Advance Member Approval to the Issuance of a Number of Common Shares
by Private Placement that Exceeds 25% of the Company’s Issued Share Capital
The Company from time to time investigates opportunities to raise financing on advantageous terms. The Company may undertake one or more financings over the next year and expects some of them to be structured as private placements.
Under the rules of The Toronto Stock Exchange (‘The TSX”) the aggregate number of common shares of a listed company which are issued or made subject to issuance (i.e. issuable under a share purchase warrant or option or other convertible security) by way of one or more private placement transactions during any particular six-month period must not exceed 25% of the number of common shares outstanding (on a non-diluted basis) prior to giving effect to such transactions (“The TSX 25% Rule”), unless there has been member approval of such transaction.
The application of The TSX 25% Rule may restrict the availability to the Company of funds which it may wish to raise in the future by private placement of its securities.

= GIVEN INSTRUCTION 1 =
From the parenthetical in the passage on the TSX 25% Rule, list each type of security under which common shares can be made issuable.
= GIVEN INSTRUCTION 2 =
Continue the passage on the TSX 25% Rule, starting after its final sentence.
The entries that follow are separate material and are unrelated to the passage on the TSX 25% Rule.

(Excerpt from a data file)
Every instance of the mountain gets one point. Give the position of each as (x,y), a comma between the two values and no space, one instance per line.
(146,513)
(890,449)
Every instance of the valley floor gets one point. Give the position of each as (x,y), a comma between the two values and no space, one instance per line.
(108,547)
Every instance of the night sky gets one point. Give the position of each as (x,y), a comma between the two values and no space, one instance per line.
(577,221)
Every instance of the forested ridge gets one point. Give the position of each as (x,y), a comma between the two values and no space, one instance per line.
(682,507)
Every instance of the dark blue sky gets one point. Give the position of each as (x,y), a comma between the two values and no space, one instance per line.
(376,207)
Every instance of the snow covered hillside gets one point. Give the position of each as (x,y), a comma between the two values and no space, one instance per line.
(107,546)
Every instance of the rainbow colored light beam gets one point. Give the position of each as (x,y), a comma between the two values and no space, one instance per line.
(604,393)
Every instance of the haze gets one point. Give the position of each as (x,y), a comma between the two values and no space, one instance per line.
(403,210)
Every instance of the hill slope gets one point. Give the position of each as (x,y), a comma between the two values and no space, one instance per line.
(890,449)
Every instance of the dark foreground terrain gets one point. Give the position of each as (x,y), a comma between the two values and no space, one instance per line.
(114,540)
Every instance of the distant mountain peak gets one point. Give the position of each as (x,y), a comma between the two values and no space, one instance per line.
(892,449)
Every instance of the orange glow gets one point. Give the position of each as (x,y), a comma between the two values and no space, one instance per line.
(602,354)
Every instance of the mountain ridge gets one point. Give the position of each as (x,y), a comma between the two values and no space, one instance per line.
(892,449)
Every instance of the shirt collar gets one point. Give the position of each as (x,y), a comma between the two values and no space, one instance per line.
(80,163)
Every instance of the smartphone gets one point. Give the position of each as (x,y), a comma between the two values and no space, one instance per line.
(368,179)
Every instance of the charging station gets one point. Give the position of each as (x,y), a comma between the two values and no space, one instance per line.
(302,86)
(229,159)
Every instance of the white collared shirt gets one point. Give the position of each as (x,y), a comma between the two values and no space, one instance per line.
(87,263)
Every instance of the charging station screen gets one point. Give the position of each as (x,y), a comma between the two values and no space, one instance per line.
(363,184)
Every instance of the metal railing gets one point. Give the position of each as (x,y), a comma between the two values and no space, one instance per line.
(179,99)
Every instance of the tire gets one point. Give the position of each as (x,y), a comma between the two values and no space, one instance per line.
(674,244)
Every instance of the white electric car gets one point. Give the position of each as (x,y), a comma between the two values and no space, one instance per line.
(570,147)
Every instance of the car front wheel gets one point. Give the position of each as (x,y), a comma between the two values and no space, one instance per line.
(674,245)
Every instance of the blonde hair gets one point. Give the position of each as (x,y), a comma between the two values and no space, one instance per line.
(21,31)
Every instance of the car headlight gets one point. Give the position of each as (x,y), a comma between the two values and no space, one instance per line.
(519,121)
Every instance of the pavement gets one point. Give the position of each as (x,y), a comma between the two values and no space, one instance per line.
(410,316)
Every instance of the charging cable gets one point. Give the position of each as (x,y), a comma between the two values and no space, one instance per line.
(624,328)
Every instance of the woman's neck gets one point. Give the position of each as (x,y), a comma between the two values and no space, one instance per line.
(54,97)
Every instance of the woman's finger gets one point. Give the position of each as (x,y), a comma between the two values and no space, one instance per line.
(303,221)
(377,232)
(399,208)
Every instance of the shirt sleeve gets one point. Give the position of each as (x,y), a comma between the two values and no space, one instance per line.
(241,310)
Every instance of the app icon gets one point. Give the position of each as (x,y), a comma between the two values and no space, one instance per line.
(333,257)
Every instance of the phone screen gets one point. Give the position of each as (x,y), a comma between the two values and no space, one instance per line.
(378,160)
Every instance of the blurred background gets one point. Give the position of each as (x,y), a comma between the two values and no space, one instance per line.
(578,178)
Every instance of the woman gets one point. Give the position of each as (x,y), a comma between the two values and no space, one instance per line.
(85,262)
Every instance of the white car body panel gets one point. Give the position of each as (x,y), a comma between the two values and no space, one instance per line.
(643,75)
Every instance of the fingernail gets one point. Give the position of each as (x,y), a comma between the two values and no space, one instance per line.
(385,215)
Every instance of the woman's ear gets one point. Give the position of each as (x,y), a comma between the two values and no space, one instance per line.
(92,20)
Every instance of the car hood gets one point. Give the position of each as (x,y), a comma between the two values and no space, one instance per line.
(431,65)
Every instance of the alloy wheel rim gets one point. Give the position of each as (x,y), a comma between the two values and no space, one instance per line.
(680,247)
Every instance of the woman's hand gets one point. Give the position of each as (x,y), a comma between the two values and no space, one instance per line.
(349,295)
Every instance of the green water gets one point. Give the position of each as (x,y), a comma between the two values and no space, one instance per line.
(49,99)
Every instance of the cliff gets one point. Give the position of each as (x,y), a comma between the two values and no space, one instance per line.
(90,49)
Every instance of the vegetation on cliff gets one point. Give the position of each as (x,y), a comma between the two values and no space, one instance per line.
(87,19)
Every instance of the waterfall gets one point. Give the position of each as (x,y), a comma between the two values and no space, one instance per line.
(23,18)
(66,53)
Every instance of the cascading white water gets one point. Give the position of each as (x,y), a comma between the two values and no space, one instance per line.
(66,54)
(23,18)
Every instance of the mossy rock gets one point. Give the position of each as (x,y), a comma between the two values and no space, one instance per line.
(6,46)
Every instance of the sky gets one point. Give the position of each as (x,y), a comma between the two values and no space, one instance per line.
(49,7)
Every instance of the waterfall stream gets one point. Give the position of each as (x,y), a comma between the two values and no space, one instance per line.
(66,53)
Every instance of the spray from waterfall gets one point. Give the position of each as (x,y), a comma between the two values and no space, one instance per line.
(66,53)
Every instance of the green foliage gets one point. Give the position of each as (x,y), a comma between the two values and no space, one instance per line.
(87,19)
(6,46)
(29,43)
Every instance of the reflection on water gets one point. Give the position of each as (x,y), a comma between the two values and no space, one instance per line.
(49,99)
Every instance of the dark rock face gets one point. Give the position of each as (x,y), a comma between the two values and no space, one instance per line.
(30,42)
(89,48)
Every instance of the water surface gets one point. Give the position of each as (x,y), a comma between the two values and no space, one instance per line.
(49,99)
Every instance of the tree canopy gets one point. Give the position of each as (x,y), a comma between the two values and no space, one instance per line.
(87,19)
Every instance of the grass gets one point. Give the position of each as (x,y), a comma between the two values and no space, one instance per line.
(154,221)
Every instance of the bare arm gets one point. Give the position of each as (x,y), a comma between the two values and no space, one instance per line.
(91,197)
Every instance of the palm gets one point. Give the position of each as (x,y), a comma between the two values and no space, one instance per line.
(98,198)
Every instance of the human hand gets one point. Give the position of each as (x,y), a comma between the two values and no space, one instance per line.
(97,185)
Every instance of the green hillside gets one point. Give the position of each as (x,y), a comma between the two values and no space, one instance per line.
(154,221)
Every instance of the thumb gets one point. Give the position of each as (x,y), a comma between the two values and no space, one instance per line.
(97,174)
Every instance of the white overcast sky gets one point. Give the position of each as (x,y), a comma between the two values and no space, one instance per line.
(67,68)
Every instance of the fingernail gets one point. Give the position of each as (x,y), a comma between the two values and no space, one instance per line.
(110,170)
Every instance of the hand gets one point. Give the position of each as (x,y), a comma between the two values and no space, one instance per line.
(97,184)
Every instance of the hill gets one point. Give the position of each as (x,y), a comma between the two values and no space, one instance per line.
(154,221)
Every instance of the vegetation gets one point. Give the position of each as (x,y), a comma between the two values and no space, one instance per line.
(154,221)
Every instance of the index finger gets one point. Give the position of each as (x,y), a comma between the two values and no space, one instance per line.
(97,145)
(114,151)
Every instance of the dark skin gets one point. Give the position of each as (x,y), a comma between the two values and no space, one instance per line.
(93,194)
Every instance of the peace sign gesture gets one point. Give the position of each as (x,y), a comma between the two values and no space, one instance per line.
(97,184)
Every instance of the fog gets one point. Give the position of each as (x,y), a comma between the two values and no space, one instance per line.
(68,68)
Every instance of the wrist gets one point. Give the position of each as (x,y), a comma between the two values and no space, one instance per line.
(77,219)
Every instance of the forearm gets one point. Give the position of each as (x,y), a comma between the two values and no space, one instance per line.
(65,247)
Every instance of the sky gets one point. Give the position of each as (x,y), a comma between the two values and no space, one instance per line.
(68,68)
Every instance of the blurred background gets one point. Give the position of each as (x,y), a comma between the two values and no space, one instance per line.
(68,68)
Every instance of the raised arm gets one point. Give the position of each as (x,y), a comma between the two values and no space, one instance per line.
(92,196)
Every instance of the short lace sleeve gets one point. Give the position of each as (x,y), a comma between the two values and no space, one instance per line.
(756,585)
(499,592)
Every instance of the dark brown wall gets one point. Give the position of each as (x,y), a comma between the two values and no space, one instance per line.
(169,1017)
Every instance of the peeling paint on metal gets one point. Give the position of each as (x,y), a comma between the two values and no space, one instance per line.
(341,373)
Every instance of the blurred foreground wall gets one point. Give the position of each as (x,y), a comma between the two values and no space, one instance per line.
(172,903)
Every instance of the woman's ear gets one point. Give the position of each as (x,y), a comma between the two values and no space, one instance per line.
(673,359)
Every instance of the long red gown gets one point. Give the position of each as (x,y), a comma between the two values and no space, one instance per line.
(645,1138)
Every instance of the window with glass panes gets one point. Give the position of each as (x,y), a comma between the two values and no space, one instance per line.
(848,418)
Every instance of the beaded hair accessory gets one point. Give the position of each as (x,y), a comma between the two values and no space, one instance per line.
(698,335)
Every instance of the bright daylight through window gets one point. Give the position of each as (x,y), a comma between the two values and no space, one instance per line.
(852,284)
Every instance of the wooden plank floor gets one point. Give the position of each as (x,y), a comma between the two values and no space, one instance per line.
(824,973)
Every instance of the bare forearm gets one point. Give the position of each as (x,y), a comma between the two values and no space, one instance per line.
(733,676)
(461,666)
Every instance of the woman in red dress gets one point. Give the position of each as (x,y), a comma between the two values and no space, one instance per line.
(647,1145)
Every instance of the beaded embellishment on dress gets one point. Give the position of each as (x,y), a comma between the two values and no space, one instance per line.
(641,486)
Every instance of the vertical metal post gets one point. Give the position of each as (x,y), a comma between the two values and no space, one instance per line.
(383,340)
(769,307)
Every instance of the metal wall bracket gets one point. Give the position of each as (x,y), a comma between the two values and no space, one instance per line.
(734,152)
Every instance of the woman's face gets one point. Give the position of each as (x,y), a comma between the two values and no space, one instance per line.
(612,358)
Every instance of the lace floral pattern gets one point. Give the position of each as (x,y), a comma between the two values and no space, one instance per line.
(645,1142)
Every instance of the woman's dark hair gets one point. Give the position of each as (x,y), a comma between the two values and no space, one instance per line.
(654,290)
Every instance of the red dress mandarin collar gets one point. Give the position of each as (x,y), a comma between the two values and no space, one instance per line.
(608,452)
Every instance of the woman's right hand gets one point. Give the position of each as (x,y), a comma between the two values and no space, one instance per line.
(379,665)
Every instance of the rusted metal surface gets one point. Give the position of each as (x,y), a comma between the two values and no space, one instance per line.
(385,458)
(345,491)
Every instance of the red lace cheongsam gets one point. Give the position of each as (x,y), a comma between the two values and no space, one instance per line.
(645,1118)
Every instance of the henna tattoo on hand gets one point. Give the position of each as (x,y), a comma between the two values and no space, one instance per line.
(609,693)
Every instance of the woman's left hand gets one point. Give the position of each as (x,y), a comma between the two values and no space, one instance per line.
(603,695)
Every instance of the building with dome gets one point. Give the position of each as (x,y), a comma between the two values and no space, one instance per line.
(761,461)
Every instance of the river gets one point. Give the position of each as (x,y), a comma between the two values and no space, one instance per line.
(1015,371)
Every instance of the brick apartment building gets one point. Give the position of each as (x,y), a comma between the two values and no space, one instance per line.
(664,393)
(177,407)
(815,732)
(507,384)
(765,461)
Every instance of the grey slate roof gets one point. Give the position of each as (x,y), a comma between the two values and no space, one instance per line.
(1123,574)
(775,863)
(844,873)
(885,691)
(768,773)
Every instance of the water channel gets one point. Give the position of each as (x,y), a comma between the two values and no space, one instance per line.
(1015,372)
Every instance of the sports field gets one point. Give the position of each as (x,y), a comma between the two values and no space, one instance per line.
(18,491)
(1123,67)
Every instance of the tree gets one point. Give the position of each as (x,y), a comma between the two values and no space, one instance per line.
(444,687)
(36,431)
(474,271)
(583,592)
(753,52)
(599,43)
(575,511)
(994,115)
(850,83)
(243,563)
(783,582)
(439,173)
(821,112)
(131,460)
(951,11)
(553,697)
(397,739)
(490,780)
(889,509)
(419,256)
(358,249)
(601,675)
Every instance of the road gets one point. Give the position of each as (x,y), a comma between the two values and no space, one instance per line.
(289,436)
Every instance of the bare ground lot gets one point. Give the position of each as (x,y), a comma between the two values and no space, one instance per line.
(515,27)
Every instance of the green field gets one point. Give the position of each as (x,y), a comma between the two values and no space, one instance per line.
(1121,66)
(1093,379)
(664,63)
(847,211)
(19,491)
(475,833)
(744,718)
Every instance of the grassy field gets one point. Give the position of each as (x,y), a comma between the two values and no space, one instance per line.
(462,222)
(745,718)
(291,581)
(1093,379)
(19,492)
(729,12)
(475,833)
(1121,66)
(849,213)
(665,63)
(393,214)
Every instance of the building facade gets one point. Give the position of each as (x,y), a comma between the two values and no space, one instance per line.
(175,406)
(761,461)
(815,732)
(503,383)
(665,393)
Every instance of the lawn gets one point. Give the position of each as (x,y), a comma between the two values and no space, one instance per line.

= ANSWER 1 =
- share purchase warrant
- option
- other convertible security

= ANSWER 2 =
In particular, management of the Company considers it to be in the best interests of the Company to solicit private placement funds for working capital and Company operations. The TSX has a working practice that it will accept advance approval by members in anticipation of private placements that may exceed The TSX 25% Rule, provided such private placements are completed within 12 months of the date such advance member approval is given.
The Company’s issued and outstanding share capital is currently 39,543,683 common shares and the Company proposes that the maximum number of common shares which either would be issued or made subject to issuance under one or more private placements in the twelve month period commencing on June 5, 2003 would not exceed 39,543,683 common shares, or 100% of the Company’s issued and outstanding common shares as at May 1, 2003.
Any private placement proceeded with by the Company under the advance approval being sought at the Meeting will be subject to the following additional restrictions:
i.
it must be substantially with parties at arm’s-length to the Company;
ii.
it cannot materially affect control of the Company;
iii.
it must be completed within a twelve month period following the date the advance member approval is given; and
iv.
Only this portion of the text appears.